__Задание 1__. По какому признаку, согласно тексту о подлинной смерти, в речах и текстах видно знание подлинной смерти?
__Задание 2__. Продолжите текст о подлинной смерти, начав сразу после его последнего предложения.

__Текст для чтения__.
•••

У Сизифа нет надежды, но нет такой судьбы,
которая не может быть преодолена
с помощью презрения к ней.
/Альбер Камю/
В естественной установке сознания (то есть биологически обусловленной, изначальной его настройки, которая искажается, дополняется и уходит на второй план в итоге прогресса культуры) будущее видится человеку бесконечным продолжением своего пребывания в мире.
Ему известен, конечно, эмпирический факт смерти, но это ничего не меняет.
Осмысливая факт, он воображает либо свое переселение куда-то (на «тот свет», в другое тело), либо погружение в «сон без сновидений» и последующее пребыванием там (в ином месте или состоянии сна) на протяжении сколь угодно длительного времени.
То есть в любом варианте перед мысленным взором развертывается будущее пребывание в мире. Естественная установка, таким образом, внушает человеку иллюзию бессмертия.
Внушает с логической необходимостью, так как мыслить свое небытие в мире логически невозможно (при том, что возможность такая мнится очевидной).
Знание же о ней, о иллюзии естественного бессмертия, приходит далеко не в первобытном, не в естественном состоянии.
Литературные памятники указывают: прошли тысячелетия развития культуры, прежде чем человеку стала открываться подлинная смерть, то есть он узнал о конце своего существования как такового. А это и есть выход из естественной установки, ибо оно, подлинное, конечное существование уже не пребывание в мире, а собственное существование сознания и неотделимого от него Я (существование души).
Какой же признак высвечивает в речах и текстах знание подлинной смерти (и, соответственно, выход из естественной установки)?
Признак – описание или как минимум указание на ощущение бессмысленности жизни.
Случаются мгновения, когда человек внезапно осознает конечность своего существования, – переживает ее аподиктически очевидной, логически необходимой, то есть вдруг возникает ощущение, в котором узнается собственная смерть.

•••

__Исходные данные__.
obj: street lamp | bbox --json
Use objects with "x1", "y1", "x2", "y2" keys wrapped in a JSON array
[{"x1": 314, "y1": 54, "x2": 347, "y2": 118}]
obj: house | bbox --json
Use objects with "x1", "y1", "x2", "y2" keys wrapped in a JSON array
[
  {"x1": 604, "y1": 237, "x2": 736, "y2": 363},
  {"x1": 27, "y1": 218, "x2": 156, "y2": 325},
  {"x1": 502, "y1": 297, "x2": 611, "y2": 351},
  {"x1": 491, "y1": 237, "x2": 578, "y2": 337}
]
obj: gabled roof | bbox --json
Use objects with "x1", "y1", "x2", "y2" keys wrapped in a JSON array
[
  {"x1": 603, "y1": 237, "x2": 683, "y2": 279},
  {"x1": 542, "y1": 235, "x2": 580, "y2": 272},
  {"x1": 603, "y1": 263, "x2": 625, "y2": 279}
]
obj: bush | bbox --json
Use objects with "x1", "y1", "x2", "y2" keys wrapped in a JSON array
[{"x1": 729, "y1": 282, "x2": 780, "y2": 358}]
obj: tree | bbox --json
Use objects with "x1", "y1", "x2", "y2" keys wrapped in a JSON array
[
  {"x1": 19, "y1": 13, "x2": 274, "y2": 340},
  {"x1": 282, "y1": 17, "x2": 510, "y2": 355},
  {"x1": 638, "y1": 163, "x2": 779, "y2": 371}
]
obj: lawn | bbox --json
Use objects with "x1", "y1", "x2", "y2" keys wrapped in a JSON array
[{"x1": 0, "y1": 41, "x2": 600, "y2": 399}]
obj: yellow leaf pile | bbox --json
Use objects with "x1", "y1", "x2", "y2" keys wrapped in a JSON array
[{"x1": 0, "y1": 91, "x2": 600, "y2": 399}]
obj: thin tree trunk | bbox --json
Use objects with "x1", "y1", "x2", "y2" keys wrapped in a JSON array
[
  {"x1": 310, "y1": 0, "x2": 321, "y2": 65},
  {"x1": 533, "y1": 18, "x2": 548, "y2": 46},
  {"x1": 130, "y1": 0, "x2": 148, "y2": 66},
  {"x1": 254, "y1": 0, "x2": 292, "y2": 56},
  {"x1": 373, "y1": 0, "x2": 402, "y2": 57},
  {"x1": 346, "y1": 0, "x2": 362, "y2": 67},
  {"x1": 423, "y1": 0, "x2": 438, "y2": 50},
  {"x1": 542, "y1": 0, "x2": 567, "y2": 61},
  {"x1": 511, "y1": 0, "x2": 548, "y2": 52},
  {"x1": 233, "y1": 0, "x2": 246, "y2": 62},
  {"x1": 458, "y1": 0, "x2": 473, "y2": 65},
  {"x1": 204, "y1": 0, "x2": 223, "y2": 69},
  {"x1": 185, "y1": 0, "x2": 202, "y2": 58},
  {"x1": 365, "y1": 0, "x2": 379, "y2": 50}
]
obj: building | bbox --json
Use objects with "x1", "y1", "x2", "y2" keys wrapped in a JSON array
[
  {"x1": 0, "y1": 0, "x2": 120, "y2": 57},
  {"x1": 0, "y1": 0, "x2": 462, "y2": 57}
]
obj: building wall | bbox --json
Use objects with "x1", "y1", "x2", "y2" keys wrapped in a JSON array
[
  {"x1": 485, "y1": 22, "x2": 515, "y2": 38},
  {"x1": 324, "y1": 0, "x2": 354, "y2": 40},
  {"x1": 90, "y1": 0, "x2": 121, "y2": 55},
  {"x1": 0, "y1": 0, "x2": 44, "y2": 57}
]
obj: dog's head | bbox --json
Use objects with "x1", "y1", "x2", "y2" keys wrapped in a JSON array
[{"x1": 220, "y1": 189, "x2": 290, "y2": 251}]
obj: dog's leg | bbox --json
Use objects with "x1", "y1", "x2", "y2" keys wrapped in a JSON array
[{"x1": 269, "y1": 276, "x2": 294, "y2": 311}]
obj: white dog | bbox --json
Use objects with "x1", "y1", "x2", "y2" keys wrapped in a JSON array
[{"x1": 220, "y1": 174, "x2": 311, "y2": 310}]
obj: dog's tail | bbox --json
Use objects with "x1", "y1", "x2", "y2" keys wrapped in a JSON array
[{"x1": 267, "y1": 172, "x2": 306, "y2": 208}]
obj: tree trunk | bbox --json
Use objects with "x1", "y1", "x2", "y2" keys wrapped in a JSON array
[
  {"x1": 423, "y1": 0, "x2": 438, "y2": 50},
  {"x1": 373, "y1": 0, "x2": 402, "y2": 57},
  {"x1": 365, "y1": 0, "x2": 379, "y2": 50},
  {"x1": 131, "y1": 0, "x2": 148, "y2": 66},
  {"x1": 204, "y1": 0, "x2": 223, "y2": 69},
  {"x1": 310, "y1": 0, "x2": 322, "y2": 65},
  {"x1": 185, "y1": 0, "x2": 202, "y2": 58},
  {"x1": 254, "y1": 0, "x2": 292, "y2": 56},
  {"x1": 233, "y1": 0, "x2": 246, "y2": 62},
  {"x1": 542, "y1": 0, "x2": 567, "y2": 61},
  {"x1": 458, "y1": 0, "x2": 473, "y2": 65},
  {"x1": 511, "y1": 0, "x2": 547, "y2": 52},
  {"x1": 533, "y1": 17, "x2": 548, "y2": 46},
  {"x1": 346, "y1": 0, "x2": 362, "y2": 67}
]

•••

__Ожидаемый ответ 1__. Это описание или как минимум указание на ощущение бессмысленности жизни.

__Ожидаемый ответ 2__.
Ощущение мучительно, вызывает страх, и от него можно уйти, сочтя болезненным наваждением, но – пока оно не забыто, не вытеснено из сознания, с той же абсолютной ясностью переживается бессмысленность жизни.
Это – чувство, это непосредственное чувство, исключающее всякие сомнения.
Оно давным-давно известно.
Стоит ли чего-то заготавливать и какую цену имеет веселье, если завтра же не будет души, для коей «добро» заготовлено, и которая могла бы вспомнить о своих удачах, трудах, радостях? Есть, конечно, немало людей, которые пытаются доказать, что над нашими достижениями смерть не властна.
Но что это меняет?
Достаточно приблизиться к переживанию конечности существования и, стало быть, ощутить бессмысленность, как все рассуждения о вечности каких бы то ни было достижений оказываются ложными.
Это – чувство, это непосредственное чувство, исключающее всякие сомнения.
Сомневаются те, кто не вполне ощутили.
Именно такими были стоики.
В той ситуации, когда возникает подозрение о бессмысленности жизни, они считали целесообразным самоубийство, воображая его средством приобщения к идеальной разумности мирового целого. Самоубийство было в их глазах достижением, над которым не властна смерть.
Таким был и Камю, полагая вечным достижением - презрение к судьбе.